**WORK REQUIRED**
Skip the pictures. Give all the data again exactly.

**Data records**

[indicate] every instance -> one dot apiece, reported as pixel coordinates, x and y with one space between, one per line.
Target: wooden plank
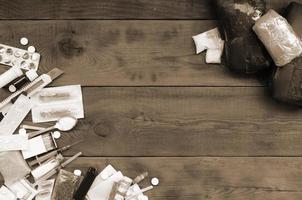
122 53
185 121
106 9
114 9
211 178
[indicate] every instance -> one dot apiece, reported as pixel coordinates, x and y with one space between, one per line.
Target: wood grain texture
114 9
122 53
211 178
184 121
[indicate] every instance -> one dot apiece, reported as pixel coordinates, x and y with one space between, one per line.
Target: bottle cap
31 49
31 74
77 172
35 56
155 181
24 41
56 134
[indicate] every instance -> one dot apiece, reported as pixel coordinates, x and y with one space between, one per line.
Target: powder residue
244 8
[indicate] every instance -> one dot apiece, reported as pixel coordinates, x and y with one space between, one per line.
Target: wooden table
152 105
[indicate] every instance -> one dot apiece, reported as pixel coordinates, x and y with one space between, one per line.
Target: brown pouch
287 81
244 53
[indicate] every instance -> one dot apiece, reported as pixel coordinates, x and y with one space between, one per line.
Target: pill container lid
31 74
17 71
56 134
31 49
154 181
24 41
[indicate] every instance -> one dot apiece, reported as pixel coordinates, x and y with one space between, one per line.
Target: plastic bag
278 37
287 80
54 103
243 51
65 185
13 167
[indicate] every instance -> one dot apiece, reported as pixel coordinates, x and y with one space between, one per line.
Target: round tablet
31 49
77 172
12 88
35 56
155 181
56 134
22 131
24 41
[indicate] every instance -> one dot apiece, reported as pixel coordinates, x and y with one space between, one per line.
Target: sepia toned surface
152 105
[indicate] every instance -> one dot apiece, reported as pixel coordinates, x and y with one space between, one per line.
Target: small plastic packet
54 103
278 37
212 42
13 167
45 189
65 185
13 142
6 194
23 190
208 40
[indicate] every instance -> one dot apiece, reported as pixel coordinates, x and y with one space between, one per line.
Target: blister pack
13 56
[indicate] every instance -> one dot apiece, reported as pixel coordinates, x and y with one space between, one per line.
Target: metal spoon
63 124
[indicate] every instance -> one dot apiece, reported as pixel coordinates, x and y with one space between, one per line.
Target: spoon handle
36 133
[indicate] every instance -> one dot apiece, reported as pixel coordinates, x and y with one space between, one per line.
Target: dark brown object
287 81
209 132
243 52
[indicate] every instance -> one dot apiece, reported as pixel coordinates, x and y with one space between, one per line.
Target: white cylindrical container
10 75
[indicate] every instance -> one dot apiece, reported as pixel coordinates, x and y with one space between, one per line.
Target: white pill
22 131
155 181
77 172
24 41
35 57
31 49
56 134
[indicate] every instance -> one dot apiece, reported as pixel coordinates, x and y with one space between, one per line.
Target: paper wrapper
278 37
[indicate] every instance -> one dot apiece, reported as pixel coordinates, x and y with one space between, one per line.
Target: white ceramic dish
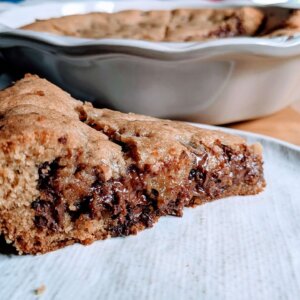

**RESULT**
[indicate] every instance -> one dot apiece, reported as pixel coordinates, x and y with one space between, one per line.
Target: wooden plank
122 53
185 121
106 9
114 9
211 178
[indicate] every instance -> one dot apiece, reported as pixel coordinates, x and y with one space between, one per line.
Target: wood grain texture
114 9
122 53
211 178
184 121
[indicate] every instance -> one dot apiece, reported as pixel coordinates, x and y with one space between, one per line.
Target: bottle cap
31 49
31 74
77 172
35 56
155 181
24 41
56 134
[indicate] every instance -> one dot apiece, reported as pixel coordinates, x and y with one space between, one per line.
Target: powder residue
244 8
[indicate] every instance -> one dot apiece, reported as pixel coordinates, x and y with one space between, one per line.
Target: wooden table
152 105
[indicate] every instance -> one dot apiece, reported as pixel coordinates, x and y with one space between, one per line.
Target: brown pouch
287 81
244 53
[indicate] every instance -> one dot apiece, reported as pixel coordinates, x and y with one space between, one per line.
Target: pill container lid
31 74
17 71
56 134
31 49
154 181
24 41
[indicate] every instance -> one dot apiece, reported as pixel coordinates, x and y with one space between, one per line.
Target: plastic bag
278 37
287 80
54 103
243 51
65 185
13 167
[indicate] every instance -> one dot apiece, reported as pixel coordinates, x and y with one space between, one per line.
Target: round tablet
31 49
77 172
12 88
35 56
155 181
56 134
22 131
24 41
[indicate] every instance -> one dot apiece, reported as pixel coordinates, x and y with one space between, one per line.
Target: sepia toned surface
152 105
[indicate] every instance -> one dot apiece, reported as pixel coordinates, x and y with one space between, one per line.
Target: small plastic packet
54 103
278 37
212 42
13 167
45 189
65 185
13 142
6 194
23 190
208 40
[indicate] every instance -> one dot apiece, reported as pixel coordinates, x and y with one space between, one per line.
Target: blister pack
13 56
[indicate] every instance -> one dot apiece, reported as pixel coordinates, x and y with one space between, one per line.
Target: metal spoon
63 124
[indicate] every instance -> one dot apiece, reported as pixel coordinates, x and y with one space between, one per line.
Target: spoon handle
36 133
[indicate] every instance -> one dot apiece, reported as pixel coordinates, x and y with one space between, one per line.
Target: dark brown object
287 81
209 132
243 52
[indicate] every instance -> one dot apiece, reported as pixel coordinates, x and y with one space between, one per line.
Target: white cylindrical container
10 75
[indicate] every instance -> one dot apiece, reported as pixel coordinates, x and y with one space between, one per line.
Target: white pill
22 131
155 181
77 172
24 41
35 57
31 49
56 134
[indicate] every instance -> one dot apiece, reported as pixel coordinates, x and y with one space between, one per line.
Target: paper wrapper
278 37
[indicate] every instance -> one dot apiece, reported as pixel coordinates, x and y with one space between, one per line.
Target: white ceramic dish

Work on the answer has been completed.